Records to use Block Start

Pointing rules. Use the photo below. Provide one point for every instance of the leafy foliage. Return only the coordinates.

Records to use Block End
Records to use Block Start

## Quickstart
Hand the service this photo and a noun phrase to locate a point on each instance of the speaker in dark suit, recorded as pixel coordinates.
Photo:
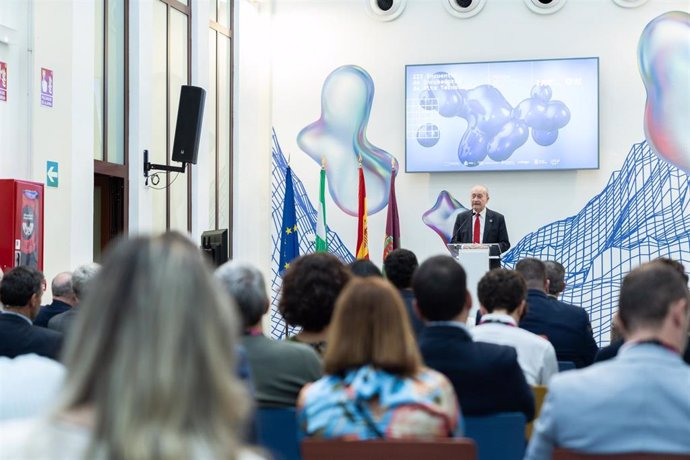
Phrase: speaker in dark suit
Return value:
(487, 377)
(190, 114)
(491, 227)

Records to use Block End
Records to use Block Start

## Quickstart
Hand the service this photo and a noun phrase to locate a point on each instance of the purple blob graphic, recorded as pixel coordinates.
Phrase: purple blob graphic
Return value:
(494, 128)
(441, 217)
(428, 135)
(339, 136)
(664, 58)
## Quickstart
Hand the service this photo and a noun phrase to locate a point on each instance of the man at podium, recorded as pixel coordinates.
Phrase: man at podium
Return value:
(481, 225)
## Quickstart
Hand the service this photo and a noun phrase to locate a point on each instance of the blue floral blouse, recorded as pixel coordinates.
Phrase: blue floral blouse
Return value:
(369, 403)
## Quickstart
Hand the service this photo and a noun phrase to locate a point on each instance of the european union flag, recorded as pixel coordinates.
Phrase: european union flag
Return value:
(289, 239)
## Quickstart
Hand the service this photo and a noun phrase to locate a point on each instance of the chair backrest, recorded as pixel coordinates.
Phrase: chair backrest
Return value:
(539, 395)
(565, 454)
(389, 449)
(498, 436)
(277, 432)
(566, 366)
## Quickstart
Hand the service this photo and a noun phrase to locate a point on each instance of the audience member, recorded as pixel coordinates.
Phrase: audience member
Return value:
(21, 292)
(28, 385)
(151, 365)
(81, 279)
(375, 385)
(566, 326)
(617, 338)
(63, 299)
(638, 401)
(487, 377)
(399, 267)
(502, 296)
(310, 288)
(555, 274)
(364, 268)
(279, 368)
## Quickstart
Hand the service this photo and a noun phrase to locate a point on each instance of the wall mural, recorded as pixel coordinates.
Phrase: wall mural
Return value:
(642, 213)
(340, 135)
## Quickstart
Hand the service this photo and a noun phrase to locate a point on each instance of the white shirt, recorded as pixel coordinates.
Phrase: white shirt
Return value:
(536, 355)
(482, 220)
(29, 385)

Records to use Block End

Your objective -> From the data above, reproduce word for word the lines running from the line with "blouse, recorded as pixel coordinates." to the line with "Phrase: chair backrest", ends included.

Written solution ->
Hand the service this photo and a noun phrase to locate a point on each instance of the blue floral blouse, recorded as pixel coordinates.
Phrase: blue floral blouse
Return value:
(369, 403)
## Quickstart
Hand the service this photo and a noun phrase to locate a point on each instance of the european union flag, recorded as pixel coordinates.
Phrase: european union flag
Return value:
(289, 239)
## Quickstart
Hand the service this photo and a noun phrase to locate a point on each instance of the chair backrest, recorded as pixel coordinates.
Phrase: chair backrest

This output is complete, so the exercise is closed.